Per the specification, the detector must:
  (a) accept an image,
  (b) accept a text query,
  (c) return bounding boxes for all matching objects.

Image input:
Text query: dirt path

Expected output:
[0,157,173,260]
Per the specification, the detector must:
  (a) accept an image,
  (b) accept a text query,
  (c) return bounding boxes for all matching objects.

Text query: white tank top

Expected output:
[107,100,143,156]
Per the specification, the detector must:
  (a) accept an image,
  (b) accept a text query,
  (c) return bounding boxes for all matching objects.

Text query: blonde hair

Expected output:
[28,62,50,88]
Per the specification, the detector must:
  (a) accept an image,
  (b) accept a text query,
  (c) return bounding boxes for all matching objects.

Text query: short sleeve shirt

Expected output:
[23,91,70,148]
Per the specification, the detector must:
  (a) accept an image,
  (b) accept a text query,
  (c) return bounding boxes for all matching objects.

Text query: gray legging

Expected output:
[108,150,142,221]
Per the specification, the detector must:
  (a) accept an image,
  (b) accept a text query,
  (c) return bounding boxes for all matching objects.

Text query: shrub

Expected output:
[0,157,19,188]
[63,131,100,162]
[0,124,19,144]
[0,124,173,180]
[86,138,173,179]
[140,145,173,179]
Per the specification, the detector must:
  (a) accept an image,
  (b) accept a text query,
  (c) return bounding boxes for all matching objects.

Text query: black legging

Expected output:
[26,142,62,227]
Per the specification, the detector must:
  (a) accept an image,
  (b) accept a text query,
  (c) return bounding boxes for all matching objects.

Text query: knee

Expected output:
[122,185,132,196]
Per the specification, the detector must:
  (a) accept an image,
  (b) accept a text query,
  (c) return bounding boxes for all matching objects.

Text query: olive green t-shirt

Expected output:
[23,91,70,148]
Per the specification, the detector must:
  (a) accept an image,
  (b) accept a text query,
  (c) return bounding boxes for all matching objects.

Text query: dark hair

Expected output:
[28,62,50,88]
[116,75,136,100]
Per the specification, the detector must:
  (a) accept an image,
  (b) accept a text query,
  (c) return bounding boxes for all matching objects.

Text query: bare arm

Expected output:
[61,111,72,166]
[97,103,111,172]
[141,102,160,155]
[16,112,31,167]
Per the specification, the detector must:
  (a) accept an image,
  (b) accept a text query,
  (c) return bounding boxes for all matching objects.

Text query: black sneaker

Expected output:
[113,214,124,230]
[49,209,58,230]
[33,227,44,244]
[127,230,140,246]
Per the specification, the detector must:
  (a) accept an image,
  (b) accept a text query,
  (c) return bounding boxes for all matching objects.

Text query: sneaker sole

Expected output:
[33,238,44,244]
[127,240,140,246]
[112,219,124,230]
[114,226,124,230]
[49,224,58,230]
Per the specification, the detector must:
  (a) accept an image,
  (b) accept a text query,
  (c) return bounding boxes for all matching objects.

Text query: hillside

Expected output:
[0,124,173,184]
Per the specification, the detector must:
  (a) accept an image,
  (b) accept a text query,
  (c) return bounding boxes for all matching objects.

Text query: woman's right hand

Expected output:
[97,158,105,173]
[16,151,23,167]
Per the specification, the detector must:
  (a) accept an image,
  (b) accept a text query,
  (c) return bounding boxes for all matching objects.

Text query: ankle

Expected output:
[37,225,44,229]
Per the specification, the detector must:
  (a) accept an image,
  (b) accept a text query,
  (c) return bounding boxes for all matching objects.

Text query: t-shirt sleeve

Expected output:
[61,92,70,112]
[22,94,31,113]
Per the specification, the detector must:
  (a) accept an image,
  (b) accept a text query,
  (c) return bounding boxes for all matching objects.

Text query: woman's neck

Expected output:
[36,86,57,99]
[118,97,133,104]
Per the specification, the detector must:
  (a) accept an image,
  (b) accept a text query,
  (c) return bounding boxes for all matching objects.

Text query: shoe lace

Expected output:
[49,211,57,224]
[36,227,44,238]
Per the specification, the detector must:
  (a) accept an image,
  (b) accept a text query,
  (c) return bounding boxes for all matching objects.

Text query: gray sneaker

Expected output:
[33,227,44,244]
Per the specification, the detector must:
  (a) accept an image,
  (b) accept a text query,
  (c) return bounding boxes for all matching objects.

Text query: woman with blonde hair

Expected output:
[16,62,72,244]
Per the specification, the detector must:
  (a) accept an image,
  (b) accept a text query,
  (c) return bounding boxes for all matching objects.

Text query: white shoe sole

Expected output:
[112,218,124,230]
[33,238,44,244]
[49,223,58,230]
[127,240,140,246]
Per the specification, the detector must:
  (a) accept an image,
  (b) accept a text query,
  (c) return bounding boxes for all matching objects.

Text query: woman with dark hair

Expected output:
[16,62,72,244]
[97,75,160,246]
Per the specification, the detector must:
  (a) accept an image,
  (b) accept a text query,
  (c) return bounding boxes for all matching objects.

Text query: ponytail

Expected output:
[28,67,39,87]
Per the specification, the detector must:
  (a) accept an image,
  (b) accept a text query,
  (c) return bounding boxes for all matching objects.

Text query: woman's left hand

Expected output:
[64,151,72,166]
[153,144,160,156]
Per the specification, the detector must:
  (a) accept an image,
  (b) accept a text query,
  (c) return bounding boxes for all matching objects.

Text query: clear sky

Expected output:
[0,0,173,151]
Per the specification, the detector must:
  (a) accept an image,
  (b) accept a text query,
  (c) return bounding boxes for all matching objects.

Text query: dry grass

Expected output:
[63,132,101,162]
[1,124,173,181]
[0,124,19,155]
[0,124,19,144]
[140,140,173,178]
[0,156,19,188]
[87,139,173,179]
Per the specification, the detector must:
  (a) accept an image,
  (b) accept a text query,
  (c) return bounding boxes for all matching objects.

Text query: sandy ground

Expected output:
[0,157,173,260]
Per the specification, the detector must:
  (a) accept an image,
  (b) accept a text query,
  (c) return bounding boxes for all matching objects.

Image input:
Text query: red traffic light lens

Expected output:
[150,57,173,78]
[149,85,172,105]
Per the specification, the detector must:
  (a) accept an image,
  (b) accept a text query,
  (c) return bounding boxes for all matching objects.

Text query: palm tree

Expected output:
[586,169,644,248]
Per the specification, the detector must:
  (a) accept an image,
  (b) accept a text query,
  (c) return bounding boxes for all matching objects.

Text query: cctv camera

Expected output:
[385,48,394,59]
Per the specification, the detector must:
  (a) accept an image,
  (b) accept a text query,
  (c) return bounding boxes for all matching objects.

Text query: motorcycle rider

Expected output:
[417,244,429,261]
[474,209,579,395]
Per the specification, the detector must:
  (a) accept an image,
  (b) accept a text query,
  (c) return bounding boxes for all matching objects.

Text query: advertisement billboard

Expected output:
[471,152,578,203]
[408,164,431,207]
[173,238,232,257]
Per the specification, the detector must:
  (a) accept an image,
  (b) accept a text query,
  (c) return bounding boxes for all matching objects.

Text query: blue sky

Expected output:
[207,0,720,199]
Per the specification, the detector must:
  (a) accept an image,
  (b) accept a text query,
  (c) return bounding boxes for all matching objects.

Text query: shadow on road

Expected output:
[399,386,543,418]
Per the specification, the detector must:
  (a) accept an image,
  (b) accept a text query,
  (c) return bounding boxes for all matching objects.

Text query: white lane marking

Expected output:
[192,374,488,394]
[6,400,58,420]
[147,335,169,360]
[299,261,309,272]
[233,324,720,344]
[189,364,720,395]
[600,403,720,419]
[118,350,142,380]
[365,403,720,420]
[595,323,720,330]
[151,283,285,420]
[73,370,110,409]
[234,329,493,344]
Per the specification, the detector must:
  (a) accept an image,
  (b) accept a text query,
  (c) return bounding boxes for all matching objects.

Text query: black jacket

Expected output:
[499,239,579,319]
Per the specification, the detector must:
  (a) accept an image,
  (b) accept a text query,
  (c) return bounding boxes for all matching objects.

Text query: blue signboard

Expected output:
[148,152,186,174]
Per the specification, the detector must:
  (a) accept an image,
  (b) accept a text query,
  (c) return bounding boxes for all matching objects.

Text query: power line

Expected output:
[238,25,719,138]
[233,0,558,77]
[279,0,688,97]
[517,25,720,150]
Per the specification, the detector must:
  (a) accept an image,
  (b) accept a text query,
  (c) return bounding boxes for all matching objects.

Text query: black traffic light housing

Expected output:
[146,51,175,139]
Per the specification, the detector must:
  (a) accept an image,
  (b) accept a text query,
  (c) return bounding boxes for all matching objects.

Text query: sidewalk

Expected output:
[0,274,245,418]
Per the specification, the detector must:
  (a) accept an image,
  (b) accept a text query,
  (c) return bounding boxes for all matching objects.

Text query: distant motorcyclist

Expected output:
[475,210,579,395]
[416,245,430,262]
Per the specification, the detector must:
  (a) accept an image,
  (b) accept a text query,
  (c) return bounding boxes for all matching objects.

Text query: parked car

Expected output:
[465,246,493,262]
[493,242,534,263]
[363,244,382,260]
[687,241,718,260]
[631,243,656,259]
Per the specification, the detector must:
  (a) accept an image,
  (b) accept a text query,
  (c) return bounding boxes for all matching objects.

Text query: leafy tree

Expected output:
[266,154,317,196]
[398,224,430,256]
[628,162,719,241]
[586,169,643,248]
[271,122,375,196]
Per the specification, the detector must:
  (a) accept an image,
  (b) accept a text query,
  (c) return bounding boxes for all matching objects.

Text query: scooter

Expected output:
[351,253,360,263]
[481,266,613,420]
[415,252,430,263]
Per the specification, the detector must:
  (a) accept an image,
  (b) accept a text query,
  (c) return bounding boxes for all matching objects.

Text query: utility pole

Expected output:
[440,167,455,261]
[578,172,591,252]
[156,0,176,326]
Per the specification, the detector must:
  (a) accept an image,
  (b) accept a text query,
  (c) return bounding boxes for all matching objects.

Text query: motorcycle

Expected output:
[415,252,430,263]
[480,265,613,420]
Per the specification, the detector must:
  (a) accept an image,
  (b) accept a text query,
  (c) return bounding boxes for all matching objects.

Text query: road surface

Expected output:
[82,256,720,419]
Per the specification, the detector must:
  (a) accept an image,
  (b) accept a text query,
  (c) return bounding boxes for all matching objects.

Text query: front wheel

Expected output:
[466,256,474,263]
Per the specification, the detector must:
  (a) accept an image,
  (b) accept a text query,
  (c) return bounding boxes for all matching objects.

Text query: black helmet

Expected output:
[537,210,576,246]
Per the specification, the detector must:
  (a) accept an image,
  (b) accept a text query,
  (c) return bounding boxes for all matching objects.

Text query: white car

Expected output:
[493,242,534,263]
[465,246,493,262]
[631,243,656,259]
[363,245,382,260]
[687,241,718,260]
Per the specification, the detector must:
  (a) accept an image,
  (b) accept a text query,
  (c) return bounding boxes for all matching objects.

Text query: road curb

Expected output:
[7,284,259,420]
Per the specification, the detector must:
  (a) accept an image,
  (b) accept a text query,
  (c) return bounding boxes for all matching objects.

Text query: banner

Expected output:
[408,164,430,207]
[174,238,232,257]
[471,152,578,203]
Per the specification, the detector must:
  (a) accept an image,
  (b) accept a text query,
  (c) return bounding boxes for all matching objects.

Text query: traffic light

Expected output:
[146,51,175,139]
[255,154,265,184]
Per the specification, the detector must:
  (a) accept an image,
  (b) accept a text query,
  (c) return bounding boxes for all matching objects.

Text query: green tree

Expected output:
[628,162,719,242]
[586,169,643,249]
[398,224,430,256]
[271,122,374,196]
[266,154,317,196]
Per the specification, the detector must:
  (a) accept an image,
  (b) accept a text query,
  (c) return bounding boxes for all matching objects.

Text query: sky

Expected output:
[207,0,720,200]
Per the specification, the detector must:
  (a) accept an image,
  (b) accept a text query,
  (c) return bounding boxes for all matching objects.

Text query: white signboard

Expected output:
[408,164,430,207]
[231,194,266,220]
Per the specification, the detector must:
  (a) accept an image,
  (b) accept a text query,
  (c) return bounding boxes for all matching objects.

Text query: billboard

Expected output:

__HOW TO COMPLETE THIS TASK__
Checking the material above line by line, count those that include the string "tree". Give the number alone.

__RESPONSE BOX__
3